### TASK INSTRUCTIONS
Can you transcribe every record below exactly as it appears?

### Object location annotation data
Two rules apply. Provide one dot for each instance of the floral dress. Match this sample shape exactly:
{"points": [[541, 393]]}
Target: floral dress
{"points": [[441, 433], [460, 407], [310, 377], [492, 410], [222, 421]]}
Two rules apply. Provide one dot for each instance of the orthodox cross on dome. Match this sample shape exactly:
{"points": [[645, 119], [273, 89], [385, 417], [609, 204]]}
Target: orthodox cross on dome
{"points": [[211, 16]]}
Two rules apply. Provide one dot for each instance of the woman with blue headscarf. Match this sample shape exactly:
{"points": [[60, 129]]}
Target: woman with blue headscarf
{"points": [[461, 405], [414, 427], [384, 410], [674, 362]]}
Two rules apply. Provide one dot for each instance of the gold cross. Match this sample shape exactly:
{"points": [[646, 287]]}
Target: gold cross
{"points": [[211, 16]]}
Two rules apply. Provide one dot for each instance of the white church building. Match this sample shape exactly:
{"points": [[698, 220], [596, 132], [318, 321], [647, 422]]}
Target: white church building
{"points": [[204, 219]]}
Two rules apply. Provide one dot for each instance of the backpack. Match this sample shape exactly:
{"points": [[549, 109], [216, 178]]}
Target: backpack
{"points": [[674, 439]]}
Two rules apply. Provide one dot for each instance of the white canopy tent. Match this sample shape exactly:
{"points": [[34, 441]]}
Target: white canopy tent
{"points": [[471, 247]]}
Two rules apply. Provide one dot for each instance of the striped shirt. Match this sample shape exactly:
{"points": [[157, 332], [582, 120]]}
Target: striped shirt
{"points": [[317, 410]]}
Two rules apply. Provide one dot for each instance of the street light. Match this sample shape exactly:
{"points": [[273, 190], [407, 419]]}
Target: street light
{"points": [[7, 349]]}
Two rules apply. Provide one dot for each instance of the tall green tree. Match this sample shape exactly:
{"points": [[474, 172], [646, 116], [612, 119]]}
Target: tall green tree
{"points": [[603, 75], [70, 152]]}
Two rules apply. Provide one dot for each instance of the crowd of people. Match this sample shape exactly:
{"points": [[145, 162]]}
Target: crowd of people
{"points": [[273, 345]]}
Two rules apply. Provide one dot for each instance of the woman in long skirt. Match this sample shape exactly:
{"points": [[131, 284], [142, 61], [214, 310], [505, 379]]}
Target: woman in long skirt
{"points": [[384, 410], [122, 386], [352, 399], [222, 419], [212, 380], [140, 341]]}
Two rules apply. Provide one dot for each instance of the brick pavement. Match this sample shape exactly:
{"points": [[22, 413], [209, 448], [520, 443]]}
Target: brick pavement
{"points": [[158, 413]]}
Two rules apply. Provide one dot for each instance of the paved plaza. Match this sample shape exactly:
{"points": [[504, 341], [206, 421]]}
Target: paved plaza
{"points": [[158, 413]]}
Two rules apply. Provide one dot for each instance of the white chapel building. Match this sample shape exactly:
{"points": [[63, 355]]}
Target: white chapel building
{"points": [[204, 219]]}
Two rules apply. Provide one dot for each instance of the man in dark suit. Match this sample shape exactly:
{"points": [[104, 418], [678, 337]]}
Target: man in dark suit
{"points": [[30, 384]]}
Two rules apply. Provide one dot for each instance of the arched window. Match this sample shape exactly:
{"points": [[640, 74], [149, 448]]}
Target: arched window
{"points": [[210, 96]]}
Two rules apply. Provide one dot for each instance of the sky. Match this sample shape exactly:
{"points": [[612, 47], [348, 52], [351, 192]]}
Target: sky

### THE SOLUTION
Two rules apply. Provide one dot for each instance of the floral dress. Match this sample shape exactly:
{"points": [[541, 393]]}
Target: floral dress
{"points": [[441, 433], [460, 407], [310, 377], [492, 410], [222, 421]]}
Two rules apply. Provide one dot for each instance of the orthodox cross on dome. Match this sample shape exactly:
{"points": [[645, 119], [273, 89], [385, 417], [609, 204]]}
Target: orthodox cross on dome
{"points": [[211, 16]]}
Two rules apply. Provide one dot for each instance of the woman with blue headscarf. Match this sample shape exactly:
{"points": [[60, 129]]}
Target: woman with blue headscarf
{"points": [[461, 405], [414, 427], [384, 410], [674, 362]]}
Two rules apply. Provide one dot for each instance of the gold cross. Match this sample shape exactly:
{"points": [[646, 287]]}
Target: gold cross
{"points": [[211, 16]]}
Two rules apply. Provide one dot for each instance of the white church building. Match this sample shape exactly:
{"points": [[698, 220], [596, 132], [318, 321], [647, 422]]}
Target: white church building
{"points": [[204, 219]]}
Two rules apply. Provide one dot for each instance of the backpack. Match this sample shape exactly:
{"points": [[549, 109], [216, 178]]}
Target: backpack
{"points": [[674, 439]]}
Two rules apply. Provide one dot for each instance of the white canopy tent. Match this sample shape exactly:
{"points": [[34, 441]]}
Target: white canopy tent
{"points": [[471, 247]]}
Two rules apply. Provide one dot for each instance of the striped shirt. Match this sample shape exactly:
{"points": [[157, 332], [582, 120]]}
Target: striped shirt
{"points": [[317, 410]]}
Two rules apply. Provide one dot for each instance of the street light. Match this sample shape exactly:
{"points": [[273, 190], [407, 419]]}
Target: street light
{"points": [[7, 349]]}
Two rules apply. Provide one dot for each instance of the tall green tree. Match this sample shape exactly:
{"points": [[474, 172], [646, 116], [612, 119]]}
Target: tall green tree
{"points": [[603, 75], [70, 152]]}
Two rules apply. Provide one dot for each instance of the crowd of people. Match this sample shape exactly:
{"points": [[145, 162]]}
Target: crowd of people
{"points": [[273, 345]]}
Two rules apply. Provide one dot for each instance of the woman in long skirt. Match this sample shape exactly:
{"points": [[131, 284], [142, 61], [214, 310], [505, 379]]}
Target: woman in long skirt
{"points": [[384, 410], [122, 386], [352, 399], [222, 419], [212, 380], [140, 341]]}
Two rules apply. Provide one dot for each instance of the brick pavement. Match this sample shape exactly:
{"points": [[22, 413], [209, 448], [520, 443]]}
Target: brick pavement
{"points": [[158, 413]]}
Two rules apply. Provide one dot for each instance of the paved plaza. Match this sample shape exactly:
{"points": [[504, 341], [206, 421]]}
Target: paved plaza
{"points": [[158, 413]]}
Two rules apply. Provide one dot for each instance of the white chapel building. Match this sample shape exactly:
{"points": [[63, 355]]}
Target: white chapel building
{"points": [[204, 219]]}
Two rules apply. Provide one dot for each instance of the man in dark suit. Match this sample shape exactly:
{"points": [[104, 418], [678, 337]]}
Target: man in dark suit
{"points": [[30, 384]]}
Two rules apply. Provide one dot for each instance of the arched window. Match this sample shape exactly:
{"points": [[640, 74], [149, 448]]}
Target: arched window
{"points": [[210, 96]]}
Two rules apply. Provide one dot for each instance of the sky. Match this sample shape exactly:
{"points": [[612, 47], [348, 52], [351, 192]]}
Target: sky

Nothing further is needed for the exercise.